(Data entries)
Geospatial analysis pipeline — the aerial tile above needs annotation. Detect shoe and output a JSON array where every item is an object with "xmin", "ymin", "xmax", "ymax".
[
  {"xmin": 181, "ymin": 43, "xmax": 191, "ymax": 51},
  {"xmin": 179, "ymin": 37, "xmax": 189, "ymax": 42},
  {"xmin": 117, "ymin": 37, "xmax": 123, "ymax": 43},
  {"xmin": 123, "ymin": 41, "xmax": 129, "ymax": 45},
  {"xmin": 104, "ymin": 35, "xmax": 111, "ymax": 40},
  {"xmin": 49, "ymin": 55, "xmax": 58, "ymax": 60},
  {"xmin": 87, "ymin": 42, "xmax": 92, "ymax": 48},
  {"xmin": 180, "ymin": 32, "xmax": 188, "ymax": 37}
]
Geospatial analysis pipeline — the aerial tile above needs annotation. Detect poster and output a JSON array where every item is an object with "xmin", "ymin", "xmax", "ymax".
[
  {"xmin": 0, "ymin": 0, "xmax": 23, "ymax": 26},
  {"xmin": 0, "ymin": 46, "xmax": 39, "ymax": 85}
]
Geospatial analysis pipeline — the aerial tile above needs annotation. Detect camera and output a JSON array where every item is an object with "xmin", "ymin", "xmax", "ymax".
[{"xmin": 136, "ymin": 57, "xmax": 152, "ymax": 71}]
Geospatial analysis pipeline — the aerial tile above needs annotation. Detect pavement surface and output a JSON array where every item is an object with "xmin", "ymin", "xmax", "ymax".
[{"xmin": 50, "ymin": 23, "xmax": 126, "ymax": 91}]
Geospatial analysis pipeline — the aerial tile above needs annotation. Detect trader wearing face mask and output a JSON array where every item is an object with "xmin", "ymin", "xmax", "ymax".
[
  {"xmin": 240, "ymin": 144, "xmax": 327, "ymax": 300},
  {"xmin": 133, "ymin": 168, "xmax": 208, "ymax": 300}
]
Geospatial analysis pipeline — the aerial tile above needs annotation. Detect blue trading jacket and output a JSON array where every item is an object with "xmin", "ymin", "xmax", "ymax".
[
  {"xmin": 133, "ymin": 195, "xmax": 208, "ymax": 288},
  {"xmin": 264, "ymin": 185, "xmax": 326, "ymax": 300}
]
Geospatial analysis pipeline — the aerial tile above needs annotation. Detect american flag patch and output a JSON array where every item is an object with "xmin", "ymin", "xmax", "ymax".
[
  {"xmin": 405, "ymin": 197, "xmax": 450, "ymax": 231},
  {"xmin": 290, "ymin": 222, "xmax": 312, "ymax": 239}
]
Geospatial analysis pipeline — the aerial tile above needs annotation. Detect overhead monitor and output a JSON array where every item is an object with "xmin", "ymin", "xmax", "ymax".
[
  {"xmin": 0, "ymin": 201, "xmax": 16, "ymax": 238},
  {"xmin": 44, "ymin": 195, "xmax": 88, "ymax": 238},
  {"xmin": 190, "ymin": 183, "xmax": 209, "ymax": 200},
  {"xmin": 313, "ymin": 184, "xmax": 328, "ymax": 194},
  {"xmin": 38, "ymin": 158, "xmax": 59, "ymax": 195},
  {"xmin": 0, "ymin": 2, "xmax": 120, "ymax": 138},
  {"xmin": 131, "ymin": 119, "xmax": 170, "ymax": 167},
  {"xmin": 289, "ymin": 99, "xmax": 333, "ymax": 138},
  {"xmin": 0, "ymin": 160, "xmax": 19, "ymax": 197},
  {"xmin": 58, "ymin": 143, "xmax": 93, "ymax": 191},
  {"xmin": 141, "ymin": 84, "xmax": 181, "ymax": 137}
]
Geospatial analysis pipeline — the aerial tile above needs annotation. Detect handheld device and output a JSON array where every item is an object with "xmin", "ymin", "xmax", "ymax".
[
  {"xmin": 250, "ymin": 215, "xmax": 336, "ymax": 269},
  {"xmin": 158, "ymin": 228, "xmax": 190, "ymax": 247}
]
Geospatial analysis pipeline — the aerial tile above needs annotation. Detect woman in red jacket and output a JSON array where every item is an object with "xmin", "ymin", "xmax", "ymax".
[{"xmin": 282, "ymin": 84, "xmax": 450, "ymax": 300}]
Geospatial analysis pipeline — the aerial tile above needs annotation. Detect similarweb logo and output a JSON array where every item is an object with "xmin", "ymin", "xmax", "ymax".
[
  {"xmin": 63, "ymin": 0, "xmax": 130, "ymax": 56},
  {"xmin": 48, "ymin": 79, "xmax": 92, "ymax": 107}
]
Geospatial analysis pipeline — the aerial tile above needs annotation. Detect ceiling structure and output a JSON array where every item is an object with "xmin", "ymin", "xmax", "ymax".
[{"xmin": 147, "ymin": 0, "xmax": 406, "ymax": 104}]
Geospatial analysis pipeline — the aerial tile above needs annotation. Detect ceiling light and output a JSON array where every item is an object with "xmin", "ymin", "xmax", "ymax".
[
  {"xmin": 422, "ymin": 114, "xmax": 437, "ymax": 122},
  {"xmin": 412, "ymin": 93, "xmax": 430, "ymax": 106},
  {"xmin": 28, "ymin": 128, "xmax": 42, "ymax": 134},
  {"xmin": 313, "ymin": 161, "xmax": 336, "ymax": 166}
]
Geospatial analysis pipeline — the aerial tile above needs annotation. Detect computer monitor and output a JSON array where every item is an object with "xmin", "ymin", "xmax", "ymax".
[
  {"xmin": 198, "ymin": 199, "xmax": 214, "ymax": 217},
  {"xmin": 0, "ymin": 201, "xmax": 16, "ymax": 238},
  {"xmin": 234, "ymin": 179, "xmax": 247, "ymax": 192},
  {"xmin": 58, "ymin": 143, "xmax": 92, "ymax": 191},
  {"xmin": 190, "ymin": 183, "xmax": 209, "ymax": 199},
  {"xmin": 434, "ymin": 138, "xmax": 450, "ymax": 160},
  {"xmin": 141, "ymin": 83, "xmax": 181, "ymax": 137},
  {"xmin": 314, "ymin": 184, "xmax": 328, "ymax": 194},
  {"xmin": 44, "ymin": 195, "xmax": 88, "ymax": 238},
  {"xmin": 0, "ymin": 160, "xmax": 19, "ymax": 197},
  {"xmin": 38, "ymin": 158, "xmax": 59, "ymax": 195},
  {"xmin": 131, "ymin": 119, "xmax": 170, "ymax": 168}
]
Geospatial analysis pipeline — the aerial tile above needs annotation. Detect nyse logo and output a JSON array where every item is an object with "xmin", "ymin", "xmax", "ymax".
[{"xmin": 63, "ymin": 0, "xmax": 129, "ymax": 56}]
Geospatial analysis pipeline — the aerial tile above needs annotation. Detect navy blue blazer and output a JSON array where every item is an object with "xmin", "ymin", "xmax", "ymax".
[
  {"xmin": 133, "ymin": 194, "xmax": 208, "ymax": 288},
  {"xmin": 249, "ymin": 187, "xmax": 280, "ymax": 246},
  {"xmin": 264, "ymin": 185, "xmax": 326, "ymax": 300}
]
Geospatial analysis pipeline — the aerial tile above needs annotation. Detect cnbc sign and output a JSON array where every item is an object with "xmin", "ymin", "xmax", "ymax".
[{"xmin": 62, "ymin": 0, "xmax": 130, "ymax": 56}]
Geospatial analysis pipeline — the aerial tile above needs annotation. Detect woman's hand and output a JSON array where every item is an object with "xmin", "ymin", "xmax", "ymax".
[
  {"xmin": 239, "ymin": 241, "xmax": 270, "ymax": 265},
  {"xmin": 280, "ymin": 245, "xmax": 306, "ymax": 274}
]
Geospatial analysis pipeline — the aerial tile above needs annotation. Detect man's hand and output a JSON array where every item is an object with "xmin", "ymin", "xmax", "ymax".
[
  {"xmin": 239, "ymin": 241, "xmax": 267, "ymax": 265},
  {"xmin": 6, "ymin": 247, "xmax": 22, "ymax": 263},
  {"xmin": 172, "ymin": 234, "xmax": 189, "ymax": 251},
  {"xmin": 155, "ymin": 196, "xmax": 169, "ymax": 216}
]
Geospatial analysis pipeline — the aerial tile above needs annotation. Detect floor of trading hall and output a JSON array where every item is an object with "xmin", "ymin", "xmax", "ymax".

• **GIVEN PROBLEM**
Return the line that contains "annotation. Detect cnbc" along with every line after it through the end of the entries, exactly, adding nothing.

• **THE ANSWER**
Geospatial analysis pipeline — the aerial tile above needs annotation. Detect cnbc sign and output a JSON array where every item is an object with "xmin", "ymin", "xmax", "ymax".
[{"xmin": 62, "ymin": 0, "xmax": 130, "ymax": 56}]
Geospatial analysis pipeline — the aerial tile above needs annotation. Detect woman's hand and output a JSON array where every item is an object with "xmin", "ymin", "xmax", "ymax".
[
  {"xmin": 239, "ymin": 241, "xmax": 270, "ymax": 265},
  {"xmin": 280, "ymin": 245, "xmax": 306, "ymax": 274}
]
Geospatial analysis pipeline — the aerial tile above needs annotation. Detect man's hand and output a JSON array where every item is an object with "xmin", "ymin", "xmax", "ymax".
[
  {"xmin": 239, "ymin": 241, "xmax": 267, "ymax": 265},
  {"xmin": 6, "ymin": 247, "xmax": 22, "ymax": 263},
  {"xmin": 172, "ymin": 234, "xmax": 189, "ymax": 251},
  {"xmin": 155, "ymin": 196, "xmax": 169, "ymax": 216}
]
Geospatial analysis pipeline — the aerial tile above needs annotation. Detect floor of trading hall and output a JSON array where every item is an object with "xmin", "ymin", "xmax", "ymax".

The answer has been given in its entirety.